:: Directive ::
Convert every line of the rows below into a Markdown table with two columns, No. and Line. Number each line and skip any blank lines.

BEGIN Task data

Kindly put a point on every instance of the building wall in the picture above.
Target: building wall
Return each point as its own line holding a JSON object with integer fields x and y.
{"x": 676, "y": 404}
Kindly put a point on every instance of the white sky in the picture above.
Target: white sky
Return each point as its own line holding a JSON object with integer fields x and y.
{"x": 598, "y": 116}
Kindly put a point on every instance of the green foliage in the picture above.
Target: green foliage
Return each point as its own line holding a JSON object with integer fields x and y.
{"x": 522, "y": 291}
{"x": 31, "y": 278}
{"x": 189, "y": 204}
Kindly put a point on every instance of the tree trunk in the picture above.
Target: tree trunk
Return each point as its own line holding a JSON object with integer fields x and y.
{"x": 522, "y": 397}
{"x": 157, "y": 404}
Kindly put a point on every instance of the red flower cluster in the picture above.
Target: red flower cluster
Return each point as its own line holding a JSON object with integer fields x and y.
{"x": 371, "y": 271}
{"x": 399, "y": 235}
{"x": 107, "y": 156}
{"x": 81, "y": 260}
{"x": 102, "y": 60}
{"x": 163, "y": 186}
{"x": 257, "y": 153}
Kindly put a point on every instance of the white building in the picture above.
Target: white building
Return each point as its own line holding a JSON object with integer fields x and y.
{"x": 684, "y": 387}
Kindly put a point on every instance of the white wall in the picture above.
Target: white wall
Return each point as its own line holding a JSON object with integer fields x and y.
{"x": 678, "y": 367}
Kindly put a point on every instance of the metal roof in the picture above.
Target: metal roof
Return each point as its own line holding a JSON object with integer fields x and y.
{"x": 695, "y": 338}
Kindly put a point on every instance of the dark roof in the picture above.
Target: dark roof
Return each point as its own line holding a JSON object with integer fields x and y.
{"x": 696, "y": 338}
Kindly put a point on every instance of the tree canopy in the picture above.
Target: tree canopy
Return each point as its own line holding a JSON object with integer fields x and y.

END Task data

:: Task result ::
| No. | Line |
|---|---|
| 1 | Kindly put a point on every instance of the building wall in the picture above. |
| 2 | Target: building wall |
| 3 | Return each point as its own line holding a JSON object with integer fields x and y. |
| 4 | {"x": 676, "y": 404} |
| 5 | Kindly put a point on every instance of the white sky in the picture above. |
| 6 | Target: white sky |
| 7 | Return each point as its own line holding a JSON object with integer fields x and y. |
| 8 | {"x": 598, "y": 116} |
| 9 | Kindly put a point on every instance of the green foliage in the picture above. |
| 10 | Target: green foliage |
| 11 | Return each point as its own line holding a JSON object with integer fields x and y. |
| 12 | {"x": 522, "y": 291} |
| 13 | {"x": 31, "y": 278} |
| 14 | {"x": 189, "y": 204} |
| 15 | Kindly put a point on every instance of the tree trunk in the picture above. |
| 16 | Target: tree trunk |
| 17 | Return each point as its own line holding a JSON object with integer fields x and y. |
| 18 | {"x": 522, "y": 397} |
| 19 | {"x": 157, "y": 404} |
| 20 | Kindly put a point on every instance of the red flower cluster in the picture above. |
| 21 | Target: red flower cluster |
| 22 | Return each point as its own line holding a JSON object with integer fields x and y. |
| 23 | {"x": 371, "y": 271} |
| 24 | {"x": 399, "y": 235} |
| 25 | {"x": 107, "y": 156} |
| 26 | {"x": 81, "y": 260} |
| 27 | {"x": 102, "y": 60} |
| 28 | {"x": 163, "y": 186} |
| 29 | {"x": 257, "y": 153} |
| 30 | Kindly put a point on every instance of the white building in the picture above. |
| 31 | Target: white building |
| 32 | Return each point as its own line holding a JSON object with integer fields x and y. |
| 33 | {"x": 684, "y": 387} |
| 34 | Kindly put a point on every instance of the white wall in the picture above. |
| 35 | Target: white wall |
| 36 | Return each point as its own line holding a JSON object with integer fields x and y. |
| 37 | {"x": 678, "y": 367} |
| 38 | Kindly put a point on every instance of the metal roof in the picture above. |
| 39 | Target: metal roof |
| 40 | Return each point as its own line holding a JSON object with integer fields x and y. |
| 41 | {"x": 695, "y": 338} |
| 42 | Kindly put a point on every instance of the dark roof in the picture above. |
| 43 | Target: dark roof |
| 44 | Return each point as its own line holding a JSON object with integer fields x and y. |
| 45 | {"x": 696, "y": 338} |
| 46 | Kindly put a point on every instance of the tree canopy in the picture above. |
| 47 | Target: tree canopy |
| 48 | Return each point as its own line holding a JSON object with integer fields x and y. |